- [Task details] Lay out the lines starting at the one containing "Guideline: for every instance of the teeth, drop" and ending at the one containing "column 929, row 799" as a Markdown table with the columns Row and Line, skipping any blank lines.
___
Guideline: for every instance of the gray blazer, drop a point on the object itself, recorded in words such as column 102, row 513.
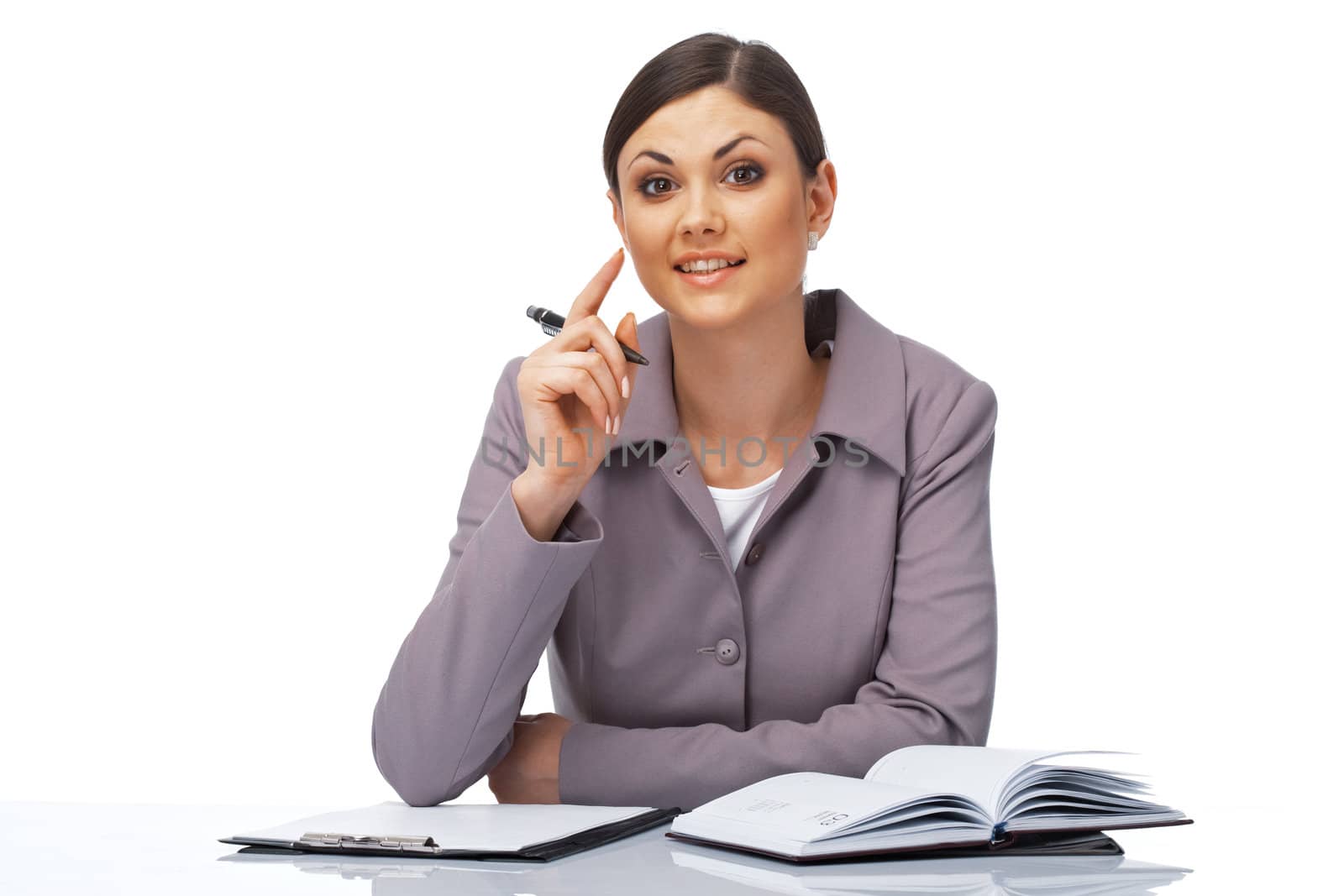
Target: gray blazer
column 860, row 620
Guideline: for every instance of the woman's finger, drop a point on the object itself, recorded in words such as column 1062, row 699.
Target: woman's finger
column 591, row 297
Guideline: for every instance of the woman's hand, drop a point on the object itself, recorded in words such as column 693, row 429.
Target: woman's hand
column 530, row 773
column 564, row 387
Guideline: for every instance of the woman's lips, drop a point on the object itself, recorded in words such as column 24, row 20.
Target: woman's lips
column 706, row 281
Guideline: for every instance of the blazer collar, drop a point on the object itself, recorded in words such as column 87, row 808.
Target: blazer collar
column 864, row 396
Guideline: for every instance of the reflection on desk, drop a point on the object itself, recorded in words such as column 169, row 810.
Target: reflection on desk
column 654, row 864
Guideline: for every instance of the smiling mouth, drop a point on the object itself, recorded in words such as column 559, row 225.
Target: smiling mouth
column 678, row 269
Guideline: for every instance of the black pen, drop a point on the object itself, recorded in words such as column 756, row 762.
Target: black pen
column 551, row 324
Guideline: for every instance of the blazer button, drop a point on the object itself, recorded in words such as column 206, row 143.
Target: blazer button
column 726, row 652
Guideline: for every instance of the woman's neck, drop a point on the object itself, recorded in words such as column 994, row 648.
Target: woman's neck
column 752, row 380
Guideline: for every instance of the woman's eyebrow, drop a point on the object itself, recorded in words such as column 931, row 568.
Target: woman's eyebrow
column 718, row 154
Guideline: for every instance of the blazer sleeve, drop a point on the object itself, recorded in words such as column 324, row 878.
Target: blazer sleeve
column 445, row 716
column 933, row 683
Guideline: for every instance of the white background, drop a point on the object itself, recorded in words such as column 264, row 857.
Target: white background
column 261, row 265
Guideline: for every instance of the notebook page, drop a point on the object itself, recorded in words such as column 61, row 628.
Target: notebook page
column 979, row 773
column 504, row 828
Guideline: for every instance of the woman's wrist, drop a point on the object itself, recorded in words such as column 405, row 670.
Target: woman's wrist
column 541, row 506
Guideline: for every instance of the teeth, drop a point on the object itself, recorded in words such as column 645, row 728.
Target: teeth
column 714, row 264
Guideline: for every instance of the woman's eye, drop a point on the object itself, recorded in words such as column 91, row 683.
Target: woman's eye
column 732, row 177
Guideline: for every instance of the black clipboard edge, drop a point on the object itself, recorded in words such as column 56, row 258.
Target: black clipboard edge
column 537, row 853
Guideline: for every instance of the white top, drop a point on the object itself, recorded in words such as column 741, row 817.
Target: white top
column 739, row 508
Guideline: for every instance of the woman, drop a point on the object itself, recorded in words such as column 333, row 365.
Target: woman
column 779, row 559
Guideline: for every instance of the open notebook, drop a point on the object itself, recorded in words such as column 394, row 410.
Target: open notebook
column 506, row 832
column 929, row 799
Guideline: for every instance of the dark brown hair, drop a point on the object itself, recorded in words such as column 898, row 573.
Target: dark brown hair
column 753, row 70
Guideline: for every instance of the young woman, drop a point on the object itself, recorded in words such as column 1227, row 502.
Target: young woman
column 768, row 551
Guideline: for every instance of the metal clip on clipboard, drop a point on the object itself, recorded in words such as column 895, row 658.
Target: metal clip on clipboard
column 386, row 841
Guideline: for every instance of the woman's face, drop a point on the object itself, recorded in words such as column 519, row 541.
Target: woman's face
column 749, row 202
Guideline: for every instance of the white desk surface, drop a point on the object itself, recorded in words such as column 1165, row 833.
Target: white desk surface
column 151, row 849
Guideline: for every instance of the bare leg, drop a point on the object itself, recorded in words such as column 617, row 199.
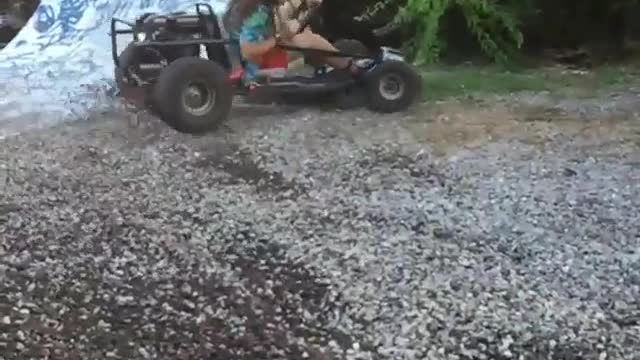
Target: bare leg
column 308, row 39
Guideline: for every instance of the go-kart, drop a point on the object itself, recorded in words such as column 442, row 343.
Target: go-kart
column 181, row 67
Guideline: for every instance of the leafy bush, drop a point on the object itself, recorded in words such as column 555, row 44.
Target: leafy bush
column 494, row 24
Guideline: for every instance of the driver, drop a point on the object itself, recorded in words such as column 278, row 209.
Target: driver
column 268, row 23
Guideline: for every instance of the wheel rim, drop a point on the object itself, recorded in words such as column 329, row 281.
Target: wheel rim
column 391, row 87
column 197, row 98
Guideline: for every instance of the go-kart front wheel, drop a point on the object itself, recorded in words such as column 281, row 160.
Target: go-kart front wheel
column 393, row 86
column 193, row 95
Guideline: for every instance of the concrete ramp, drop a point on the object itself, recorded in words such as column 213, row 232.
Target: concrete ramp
column 59, row 66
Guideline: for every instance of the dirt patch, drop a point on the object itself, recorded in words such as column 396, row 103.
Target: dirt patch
column 454, row 126
column 242, row 167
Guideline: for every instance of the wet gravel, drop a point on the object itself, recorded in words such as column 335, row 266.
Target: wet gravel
column 315, row 235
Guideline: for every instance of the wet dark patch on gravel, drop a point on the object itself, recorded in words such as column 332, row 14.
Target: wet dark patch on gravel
column 81, row 289
column 243, row 168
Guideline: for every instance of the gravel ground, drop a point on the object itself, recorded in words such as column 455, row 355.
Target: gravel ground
column 322, row 235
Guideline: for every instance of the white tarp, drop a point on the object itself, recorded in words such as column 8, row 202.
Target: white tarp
column 60, row 66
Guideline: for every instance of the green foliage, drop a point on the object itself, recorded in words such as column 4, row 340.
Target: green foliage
column 494, row 24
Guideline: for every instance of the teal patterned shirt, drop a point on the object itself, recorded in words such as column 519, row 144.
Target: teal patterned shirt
column 257, row 27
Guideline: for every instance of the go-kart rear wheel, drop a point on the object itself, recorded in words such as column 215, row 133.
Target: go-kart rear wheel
column 193, row 95
column 392, row 86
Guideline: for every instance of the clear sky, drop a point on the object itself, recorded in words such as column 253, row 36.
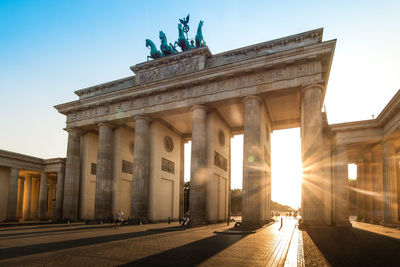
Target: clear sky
column 48, row 49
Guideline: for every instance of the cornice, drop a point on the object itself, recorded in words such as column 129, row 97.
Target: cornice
column 292, row 56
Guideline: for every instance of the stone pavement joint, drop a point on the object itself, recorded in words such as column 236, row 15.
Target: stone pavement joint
column 84, row 245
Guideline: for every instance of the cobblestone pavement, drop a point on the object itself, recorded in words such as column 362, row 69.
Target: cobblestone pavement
column 361, row 245
column 378, row 229
column 147, row 245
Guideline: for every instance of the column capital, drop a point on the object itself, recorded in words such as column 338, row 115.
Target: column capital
column 141, row 117
column 199, row 107
column 388, row 141
column 104, row 123
column 73, row 130
column 312, row 86
column 255, row 97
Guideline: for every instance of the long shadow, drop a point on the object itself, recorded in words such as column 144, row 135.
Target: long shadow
column 7, row 253
column 355, row 247
column 190, row 254
column 36, row 233
column 47, row 225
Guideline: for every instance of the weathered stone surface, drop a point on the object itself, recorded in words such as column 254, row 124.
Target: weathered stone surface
column 59, row 195
column 72, row 175
column 360, row 191
column 390, row 205
column 252, row 159
column 377, row 185
column 27, row 198
column 43, row 196
column 311, row 145
column 341, row 188
column 12, row 195
column 140, row 180
column 368, row 189
column 198, row 172
column 104, row 175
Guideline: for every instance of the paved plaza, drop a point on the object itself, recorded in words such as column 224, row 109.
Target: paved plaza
column 213, row 245
column 147, row 245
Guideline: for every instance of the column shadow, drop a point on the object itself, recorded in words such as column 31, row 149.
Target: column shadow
column 354, row 247
column 40, row 233
column 190, row 254
column 13, row 252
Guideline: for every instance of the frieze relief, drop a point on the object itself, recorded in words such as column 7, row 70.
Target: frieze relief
column 246, row 80
column 168, row 71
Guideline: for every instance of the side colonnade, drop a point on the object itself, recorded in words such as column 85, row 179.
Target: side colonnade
column 29, row 186
column 378, row 184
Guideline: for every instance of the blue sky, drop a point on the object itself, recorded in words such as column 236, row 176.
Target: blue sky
column 48, row 49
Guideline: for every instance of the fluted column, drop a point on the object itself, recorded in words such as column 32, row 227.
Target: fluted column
column 26, row 210
column 368, row 189
column 360, row 191
column 43, row 196
column 311, row 146
column 59, row 195
column 341, row 187
column 252, row 159
column 72, row 175
column 104, row 174
column 20, row 201
column 182, row 179
column 390, row 210
column 198, row 172
column 12, row 195
column 377, row 185
column 141, row 163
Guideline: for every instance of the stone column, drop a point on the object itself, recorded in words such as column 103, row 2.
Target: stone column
column 26, row 210
column 20, row 202
column 252, row 162
column 182, row 179
column 368, row 189
column 35, row 198
column 43, row 196
column 341, row 188
column 51, row 198
column 104, row 174
column 72, row 175
column 360, row 191
column 12, row 195
column 390, row 210
column 59, row 195
column 377, row 185
column 141, row 163
column 198, row 172
column 311, row 146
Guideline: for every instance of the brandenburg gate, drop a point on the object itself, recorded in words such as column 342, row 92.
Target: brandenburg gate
column 126, row 138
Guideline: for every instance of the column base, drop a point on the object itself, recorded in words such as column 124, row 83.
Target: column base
column 391, row 225
column 343, row 224
column 11, row 220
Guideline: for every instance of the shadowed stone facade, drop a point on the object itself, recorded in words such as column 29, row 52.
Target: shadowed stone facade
column 126, row 137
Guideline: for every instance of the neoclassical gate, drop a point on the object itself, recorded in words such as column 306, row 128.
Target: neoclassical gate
column 125, row 137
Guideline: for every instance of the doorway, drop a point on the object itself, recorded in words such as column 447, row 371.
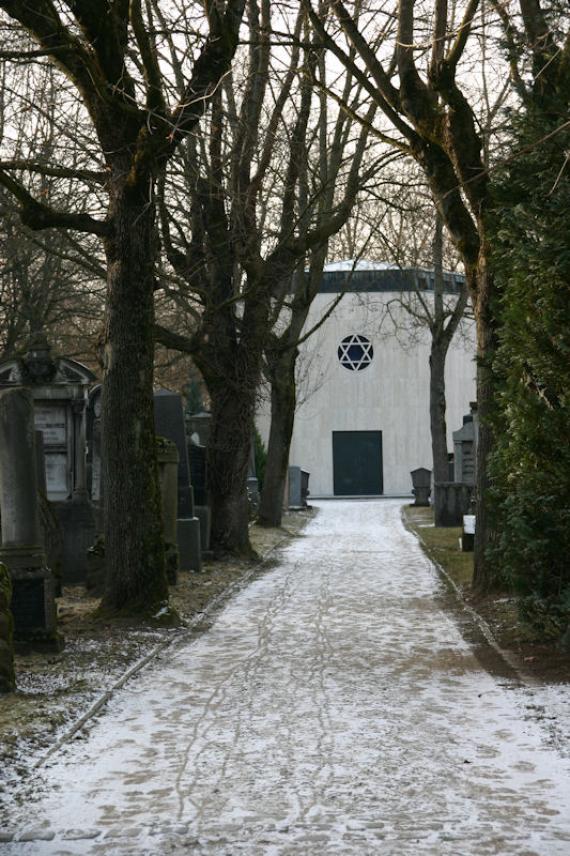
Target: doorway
___
- [Answer for this exercise]
| Row | Line |
|---|---|
| 1 | Guideline: for every instance of the teeth, drop a point on the object itself, recorded in words such as column 645, row 728. |
| 2 | Target: teeth |
| 3 | column 714, row 264 |
| 4 | Guideline: for every instance of the woman's eye, drop a point on the object itself, recorded in words such as column 91, row 683. |
| 5 | Target: woman's eye |
| 6 | column 732, row 177 |
| 7 | Guideline: for every instance of the black clipboard edge, drop a point on the object itself, recorded in words such as column 56, row 258. |
| 8 | Target: black clipboard edge |
| 9 | column 537, row 853 |
| 10 | Guideline: for every instance of the white top, drop a point on the object itself, recorded in words such as column 741, row 817. |
| 11 | Target: white top |
| 12 | column 739, row 508 |
| 13 | Guideline: for every instance of the woman, drop a point on the object itself, recorded in words such as column 333, row 365. |
| 14 | Target: woman |
| 15 | column 779, row 559 |
| 16 | Guideline: for every instance of the open notebook, drop a point on the object itself, recorded in words such as column 394, row 410. |
| 17 | Target: open notebook |
| 18 | column 506, row 832 |
| 19 | column 929, row 799 |